▸ **Exercise brief**
Return all of the rows below word for word, leaving out the pictures.

## BEGIN

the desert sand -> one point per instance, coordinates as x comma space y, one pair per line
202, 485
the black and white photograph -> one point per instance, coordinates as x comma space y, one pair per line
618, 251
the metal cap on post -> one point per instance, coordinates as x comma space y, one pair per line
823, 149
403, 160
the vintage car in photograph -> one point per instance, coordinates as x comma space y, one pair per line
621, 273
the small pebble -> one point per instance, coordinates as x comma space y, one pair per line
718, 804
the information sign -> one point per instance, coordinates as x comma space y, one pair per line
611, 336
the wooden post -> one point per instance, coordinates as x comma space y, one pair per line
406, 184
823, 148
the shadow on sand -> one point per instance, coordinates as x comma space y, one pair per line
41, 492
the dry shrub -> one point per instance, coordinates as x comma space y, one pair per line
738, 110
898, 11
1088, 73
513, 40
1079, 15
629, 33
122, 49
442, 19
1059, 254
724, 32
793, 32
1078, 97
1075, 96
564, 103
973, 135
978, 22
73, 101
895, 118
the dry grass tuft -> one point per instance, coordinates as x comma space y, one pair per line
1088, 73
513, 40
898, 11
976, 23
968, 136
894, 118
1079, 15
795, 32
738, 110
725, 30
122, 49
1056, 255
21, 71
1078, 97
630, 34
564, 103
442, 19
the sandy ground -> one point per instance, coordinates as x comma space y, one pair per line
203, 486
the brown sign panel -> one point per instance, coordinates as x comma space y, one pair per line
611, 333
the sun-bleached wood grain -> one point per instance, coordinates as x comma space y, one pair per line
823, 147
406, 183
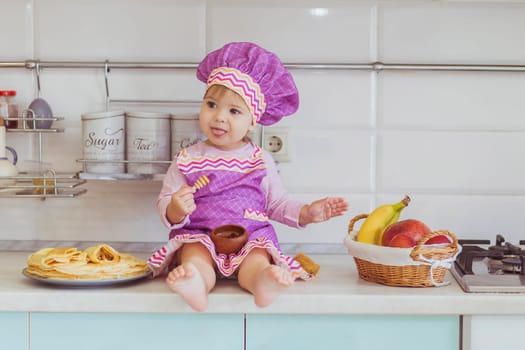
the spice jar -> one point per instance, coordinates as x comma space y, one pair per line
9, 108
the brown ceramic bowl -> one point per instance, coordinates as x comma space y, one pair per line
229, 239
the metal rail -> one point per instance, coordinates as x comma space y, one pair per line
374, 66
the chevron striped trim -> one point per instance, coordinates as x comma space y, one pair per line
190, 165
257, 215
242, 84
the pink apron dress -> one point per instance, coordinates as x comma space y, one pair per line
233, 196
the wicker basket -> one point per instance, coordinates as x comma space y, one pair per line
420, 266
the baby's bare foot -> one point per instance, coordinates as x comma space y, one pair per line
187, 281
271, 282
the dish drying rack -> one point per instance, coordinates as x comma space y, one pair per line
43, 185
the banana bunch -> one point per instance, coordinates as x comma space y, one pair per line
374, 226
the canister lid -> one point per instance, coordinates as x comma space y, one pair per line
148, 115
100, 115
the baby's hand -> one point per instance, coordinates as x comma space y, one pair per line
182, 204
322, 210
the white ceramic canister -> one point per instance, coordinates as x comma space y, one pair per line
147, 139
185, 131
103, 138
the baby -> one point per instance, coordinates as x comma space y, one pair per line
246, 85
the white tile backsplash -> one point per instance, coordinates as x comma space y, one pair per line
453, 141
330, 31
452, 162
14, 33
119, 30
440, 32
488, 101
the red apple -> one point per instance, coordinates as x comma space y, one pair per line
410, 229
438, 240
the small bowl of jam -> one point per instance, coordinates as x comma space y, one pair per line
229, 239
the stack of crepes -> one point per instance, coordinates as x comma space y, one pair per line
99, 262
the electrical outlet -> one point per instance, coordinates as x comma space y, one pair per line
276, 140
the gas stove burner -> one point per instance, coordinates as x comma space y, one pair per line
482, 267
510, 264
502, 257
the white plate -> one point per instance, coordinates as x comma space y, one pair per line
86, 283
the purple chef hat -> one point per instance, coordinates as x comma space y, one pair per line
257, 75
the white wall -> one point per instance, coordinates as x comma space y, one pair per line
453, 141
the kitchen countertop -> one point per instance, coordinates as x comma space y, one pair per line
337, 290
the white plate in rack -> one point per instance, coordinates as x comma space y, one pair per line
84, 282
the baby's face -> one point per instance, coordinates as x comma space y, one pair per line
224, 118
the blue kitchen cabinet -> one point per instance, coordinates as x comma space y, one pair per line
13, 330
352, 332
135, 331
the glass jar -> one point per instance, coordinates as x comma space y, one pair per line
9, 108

## END

▸ **The solution**
the desert sand -> one point per instance, coordinates as x comma space y, one pair per line
202, 485
the black and white photograph -> one point per instance, coordinates as x comma space y, one pair per line
618, 251
the metal cap on post -> one point per instance, coordinates as x comma space y, one pair per line
823, 149
403, 160
the vintage car in photograph -> one point per instance, coordinates as x comma space y, one pair per line
621, 273
the small pebble -> one point per instance, coordinates as x comma space y, one pair per line
718, 804
the information sign -> one point per instance, coordinates as x comma space y, one pair per line
611, 336
the wooden post -> one point per instance, coordinates as x comma space y, one pair per line
406, 184
823, 148
the shadow on sand -> one point per instance, coordinates as x comma space y, one pair per line
41, 492
the dry shrub -> one point per instance, coordinates as x comma space y, one pair per line
738, 110
898, 11
1088, 73
513, 40
1079, 15
629, 33
122, 49
442, 19
1059, 254
724, 32
793, 32
1078, 97
1075, 96
564, 103
973, 135
978, 22
73, 101
895, 118
the dry grass tuft -> one point per instance, coordinates as x comma space y, one pair per line
1088, 73
513, 40
898, 11
976, 23
968, 136
894, 118
1079, 15
795, 32
738, 110
725, 30
122, 49
1056, 255
21, 71
1078, 97
630, 34
564, 103
442, 19
the sandy ground -> one point per instance, coordinates as x comma space y, one pair per line
203, 486
the brown sign panel -> one point per instance, coordinates as x comma space y, one pair per line
611, 333
the sun-bleached wood grain -> one point per instance, coordinates as x comma space y, one pair per line
823, 147
406, 183
the spice jar -> one point per instance, coordinates as x comma space y, one pair per line
9, 108
the brown ceramic bowl -> one point per instance, coordinates as x comma space y, one pair per line
229, 239
the metal rail -> one point per instance, coordinates as x comma space y, one pair per line
374, 66
the chevron striped trim -> one point per instance, coordinates as x comma space y, one pair per line
190, 165
257, 215
242, 84
the pink apron dress -> one point per instance, coordinates as x comma space y, one pair per line
233, 196
the wicker basket -> one point per instance, coordinates as x comma space y, one pair per line
420, 266
the baby's bare foot -> one point per instance, coordinates as x comma space y, one pair per line
187, 281
271, 282
the dish drying rack -> one point per instance, coordinates as x comma space y, one pair per line
43, 185
the banana bunch -> one point per instance, coordinates as x comma space y, one pair per line
374, 226
the canister lid -> one point per instance, coordinates as x comma space y, one pair per line
148, 115
100, 115
the baby's hand -> one point per instance, coordinates as x comma space y, one pair per line
182, 204
322, 210
the white ceramic canister -> one point per instance, coordinates as x comma space y, one pair per line
147, 139
185, 131
103, 138
the baby -> one point per instance, coordinates as x comma space y, one pair per line
246, 85
the white tile backsplash -> one point per instance, coordinates as x comma space y, one pair per line
453, 141
330, 31
452, 162
14, 33
119, 30
440, 32
488, 101
the red apple -> one point per instance, coordinates as x comma space y, one pair per line
410, 229
438, 240
the small bowl of jam -> one point per instance, coordinates as x comma space y, one pair per line
229, 239
the stack of crepes -> one point per instance, coordinates as x comma space y, one pair per line
99, 262
the electrical outlet -> one point per instance, coordinates as x comma space y, one pair per line
276, 140
the gas stove burner -> one point per instance, coordinates as x comma space y, one pair per line
482, 267
510, 264
502, 257
the white plate -> one point per instance, coordinates as x comma space y, one pair per line
86, 283
the purple chef hat -> one point per instance, coordinates as x comma space y, one pair per line
257, 75
the white wall -> one point per instance, coordinates as x comma space y, one pair per line
453, 141
the kitchen countertop -> one point per instance, coordinates as x comma space y, one pair per line
337, 290
the white plate in rack -> one point per instance, coordinates as x comma space y, one pair per line
84, 282
the baby's face -> one point per instance, coordinates as x comma space y, one pair per line
224, 118
the blue kitchen cabinet -> one point per instance, coordinates as x comma space y, one pair per line
13, 330
352, 332
135, 331
the glass jar -> one point per instance, coordinates as x comma space y, one pair per line
9, 108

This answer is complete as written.